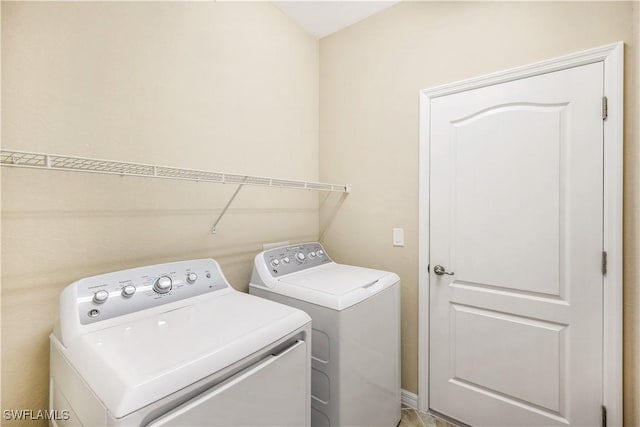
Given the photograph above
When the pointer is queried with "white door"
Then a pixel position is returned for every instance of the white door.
(516, 202)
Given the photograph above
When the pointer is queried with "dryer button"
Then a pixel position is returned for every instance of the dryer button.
(100, 297)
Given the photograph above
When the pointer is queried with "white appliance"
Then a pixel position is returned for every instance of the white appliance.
(175, 345)
(355, 376)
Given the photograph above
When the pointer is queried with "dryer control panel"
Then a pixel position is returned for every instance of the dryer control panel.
(123, 292)
(290, 259)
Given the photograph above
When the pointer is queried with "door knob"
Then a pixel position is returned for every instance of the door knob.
(440, 270)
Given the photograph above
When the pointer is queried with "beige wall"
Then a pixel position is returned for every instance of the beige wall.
(370, 75)
(217, 86)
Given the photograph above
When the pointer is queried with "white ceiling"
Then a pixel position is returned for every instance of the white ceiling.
(322, 18)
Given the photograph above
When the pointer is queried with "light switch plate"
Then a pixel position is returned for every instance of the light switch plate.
(398, 237)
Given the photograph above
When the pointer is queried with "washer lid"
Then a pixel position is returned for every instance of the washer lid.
(335, 286)
(134, 364)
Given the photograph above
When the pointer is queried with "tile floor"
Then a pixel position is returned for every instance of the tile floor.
(414, 418)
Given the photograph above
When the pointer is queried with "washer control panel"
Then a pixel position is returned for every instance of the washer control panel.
(123, 292)
(290, 259)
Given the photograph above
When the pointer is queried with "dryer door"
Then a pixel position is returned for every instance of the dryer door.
(273, 392)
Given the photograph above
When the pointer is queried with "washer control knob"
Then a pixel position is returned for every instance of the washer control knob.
(128, 291)
(163, 284)
(100, 296)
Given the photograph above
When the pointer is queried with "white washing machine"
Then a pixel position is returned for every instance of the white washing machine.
(355, 375)
(174, 345)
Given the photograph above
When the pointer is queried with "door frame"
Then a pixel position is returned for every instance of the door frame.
(613, 58)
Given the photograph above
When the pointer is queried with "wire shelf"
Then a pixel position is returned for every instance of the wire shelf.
(14, 158)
• • • • • • •
:: Work to complete ::
Pictures stay out; everything else in the listing above gets repeated exactly.

:: Output of the exercise ::
Given the photograph above
When the pointer is queried with "white door"
Then a pixel position is returned for every instance of the white door.
(516, 202)
Given the photograph above
When the pointer is queried with "dryer button"
Then a pixel position is returned for every instance of the dryer button.
(100, 297)
Given the photograph above
When the pointer is queried with "white appliance"
Then a pixel position is returned for every instance of the white appliance.
(175, 345)
(355, 376)
Given the photograph above
When the pointer is queried with "dryer control panel"
Then a pixel position is returned for every instance of the dryer control panel.
(123, 292)
(290, 259)
Given the photograph above
When the pointer is queried with "door knob"
Then a pixel position is returned for every instance of the door knob.
(440, 270)
Given the photograph above
When the pointer is queried with "beige wall"
Then a pixel position is returned for every instance of the beige wall.
(370, 75)
(217, 86)
Given the photograph above
When the pointer is queried with "white ceiling"
Then a pixel position is returned for every instance of the white ceiling.
(322, 18)
Given the photograph above
When the pointer is queried with "light switch plate"
Then a pixel position is returned for every instance of the light switch plate.
(398, 237)
Given the photograph above
When the pointer is queried with "washer lid"
Then a pixel position is returned for every instance of the washer lid.
(335, 286)
(134, 364)
Given the photograph above
When the pointer is queried with "tile floor"
Then a pixel position is returned for every instance of the tile floor.
(414, 418)
Given the photograph above
When the pointer is queried with "washer control panel"
Then a pixel position is returned for every instance of the washer control panel.
(123, 292)
(290, 259)
Given the photograph above
When the pointer is queried with "dryer door"
Then a pixel position is returned for every instance of the dryer door.
(273, 392)
Given the photograph above
When the pointer is queried with "washer control knob"
Then a pixel position is returned for every instance of the washer control knob.
(128, 291)
(163, 284)
(100, 296)
Given the photograph above
When the pointer is queried with "white washing machine"
Then a pixel position is returned for every instance of the white washing machine.
(355, 375)
(174, 345)
Given the photograph above
When the pointer is queried with "door frame"
Then a pixel position is returned for every instance of the door frame.
(613, 58)
Given the photograph above
When the pointer is queried with "wire shelf"
Then a pixel position is returned for every instance of the wire shelf.
(14, 158)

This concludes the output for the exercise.